Render every line of the rows below as a Markdown table with two columns, Number and Line, omitting blank lines.
-- begin PROVIDED MATERIAL --
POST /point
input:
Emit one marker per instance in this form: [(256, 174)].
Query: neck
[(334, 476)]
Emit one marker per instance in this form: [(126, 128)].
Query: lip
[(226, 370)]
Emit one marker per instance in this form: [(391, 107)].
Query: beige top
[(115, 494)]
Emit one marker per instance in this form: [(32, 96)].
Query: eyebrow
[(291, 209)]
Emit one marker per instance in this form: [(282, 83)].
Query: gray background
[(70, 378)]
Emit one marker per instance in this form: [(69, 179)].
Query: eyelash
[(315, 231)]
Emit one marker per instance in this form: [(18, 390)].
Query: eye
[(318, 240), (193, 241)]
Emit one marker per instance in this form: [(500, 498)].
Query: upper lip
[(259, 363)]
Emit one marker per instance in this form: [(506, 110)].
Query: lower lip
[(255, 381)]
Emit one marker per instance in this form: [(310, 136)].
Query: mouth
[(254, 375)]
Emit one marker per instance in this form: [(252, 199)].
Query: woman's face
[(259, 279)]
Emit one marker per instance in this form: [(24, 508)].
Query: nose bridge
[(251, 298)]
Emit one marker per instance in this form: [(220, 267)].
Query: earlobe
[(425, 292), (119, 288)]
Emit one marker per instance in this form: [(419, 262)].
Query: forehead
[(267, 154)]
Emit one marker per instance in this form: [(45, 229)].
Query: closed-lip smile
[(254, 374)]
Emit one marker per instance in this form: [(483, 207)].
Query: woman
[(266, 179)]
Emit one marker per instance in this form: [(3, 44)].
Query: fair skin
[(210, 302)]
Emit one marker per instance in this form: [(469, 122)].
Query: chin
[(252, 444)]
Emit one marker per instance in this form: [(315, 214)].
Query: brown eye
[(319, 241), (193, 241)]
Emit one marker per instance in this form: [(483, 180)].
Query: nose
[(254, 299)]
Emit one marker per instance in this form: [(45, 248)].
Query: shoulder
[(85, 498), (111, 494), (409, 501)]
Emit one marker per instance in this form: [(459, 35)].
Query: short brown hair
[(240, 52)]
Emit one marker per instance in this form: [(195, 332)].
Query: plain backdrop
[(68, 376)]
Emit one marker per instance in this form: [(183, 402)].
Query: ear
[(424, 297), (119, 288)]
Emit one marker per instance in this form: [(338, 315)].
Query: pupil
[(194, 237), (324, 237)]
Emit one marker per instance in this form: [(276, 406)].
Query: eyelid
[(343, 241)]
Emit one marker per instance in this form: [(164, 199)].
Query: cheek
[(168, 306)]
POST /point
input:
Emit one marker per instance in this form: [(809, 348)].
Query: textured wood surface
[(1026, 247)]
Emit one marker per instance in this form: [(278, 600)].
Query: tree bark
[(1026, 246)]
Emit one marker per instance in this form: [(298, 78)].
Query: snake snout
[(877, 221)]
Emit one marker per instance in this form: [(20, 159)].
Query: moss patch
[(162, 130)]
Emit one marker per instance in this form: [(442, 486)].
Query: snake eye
-- end PROVIDED MATERIAL --
SOLUTION TO THE EXERCISE>
| Number | Line |
|---|---|
| 1 | POST /point |
| 2 | input: |
| 3 | Emit one marker per instance in this form: [(256, 174)]. |
| 4 | Query: neck |
| 5 | [(334, 476)] |
| 6 | Emit one marker per instance in this form: [(126, 128)]. |
| 7 | Query: lip |
| 8 | [(226, 370)] |
| 9 | Emit one marker per instance in this form: [(391, 107)]. |
| 10 | Query: beige top |
| 11 | [(115, 494)] |
| 12 | Emit one marker per instance in this form: [(32, 96)]. |
| 13 | Query: eyebrow |
| 14 | [(291, 209)] |
| 15 | Emit one marker per instance in this form: [(282, 83)]. |
| 16 | Query: gray background |
| 17 | [(70, 378)] |
| 18 | Emit one marker per instance in this form: [(69, 179)]. |
| 19 | Query: eyelash |
| 20 | [(315, 231)] |
| 21 | Emit one marker per instance in this form: [(18, 390)]. |
| 22 | Query: eye |
| 23 | [(318, 240), (193, 241)] |
| 24 | Emit one marker per instance in this form: [(500, 498)]. |
| 25 | Query: upper lip |
| 26 | [(259, 363)] |
| 27 | Emit one marker per instance in this form: [(506, 110)]. |
| 28 | Query: lower lip |
| 29 | [(255, 381)] |
| 30 | Emit one marker per instance in this form: [(310, 136)]. |
| 31 | Query: mouth |
| 32 | [(254, 375)] |
| 33 | Emit one marker per instance in this form: [(252, 199)]. |
| 34 | Query: woman's face |
| 35 | [(259, 279)] |
| 36 | Emit one marker per instance in this form: [(24, 508)]. |
| 37 | Query: nose bridge |
| 38 | [(251, 298)] |
| 39 | Emit one marker per instance in this form: [(220, 267)]. |
| 40 | Query: earlobe |
| 41 | [(425, 292), (119, 288)] |
| 42 | Emit one marker per instance in this form: [(419, 262)]. |
| 43 | Query: forehead |
| 44 | [(267, 154)] |
| 45 | Emit one marker per instance in this form: [(45, 229)]. |
| 46 | Query: closed-lip smile |
| 47 | [(254, 374)] |
| 48 | Emit one marker per instance in this form: [(483, 207)]. |
| 49 | Query: woman |
| 50 | [(266, 179)] |
| 51 | Emit one marker per instance in this form: [(3, 44)]. |
| 52 | Query: fair skin |
| 53 | [(210, 302)] |
| 54 | Emit one marker per instance in this form: [(469, 122)]. |
| 55 | Query: chin |
| 56 | [(252, 444)] |
| 57 | Emit one marker per instance in this form: [(315, 214)]. |
| 58 | Query: brown eye |
| 59 | [(319, 241), (193, 241)] |
| 60 | Emit one marker per instance in this form: [(483, 180)]. |
| 61 | Query: nose |
| 62 | [(254, 299)] |
| 63 | Emit one marker per instance in this form: [(45, 248)]. |
| 64 | Query: shoulder |
| 65 | [(85, 498), (111, 494), (409, 501)] |
| 66 | Emit one marker per instance in this form: [(459, 35)]. |
| 67 | Query: short brown hair |
| 68 | [(240, 52)] |
| 69 | Emit one marker per instance in this form: [(195, 332)]. |
| 70 | Query: plain backdrop |
| 71 | [(68, 376)] |
| 72 | Emit one marker per instance in this form: [(183, 402)]. |
| 73 | Query: ear |
| 74 | [(424, 297), (119, 288)] |
| 75 | Emit one marker per instance in this form: [(338, 315)]. |
| 76 | Query: pupil |
| 77 | [(194, 237), (324, 237)] |
| 78 | Emit one marker per instance in this form: [(276, 406)]. |
| 79 | Query: eyelid |
| 80 | [(343, 241)] |
| 81 | Emit one marker per instance in this form: [(164, 199)]. |
| 82 | Query: cheek |
| 83 | [(168, 306)] |
| 84 | POST /point |
| 85 | input: |
| 86 | Emit one marker per instance in this form: [(809, 348)]. |
| 87 | Query: textured wood surface |
| 88 | [(1026, 247)] |
| 89 | Emit one marker per instance in this form: [(278, 600)]. |
| 90 | Query: tree bark |
| 91 | [(1026, 246)] |
| 92 | Emit one marker per instance in this form: [(298, 78)]. |
| 93 | Query: snake snout |
| 94 | [(877, 221)] |
| 95 | Emit one marker per instance in this form: [(20, 159)]. |
| 96 | Query: moss patch |
| 97 | [(162, 130)] |
| 98 | Emit one marker per instance in this form: [(442, 486)]. |
| 99 | Query: snake eye |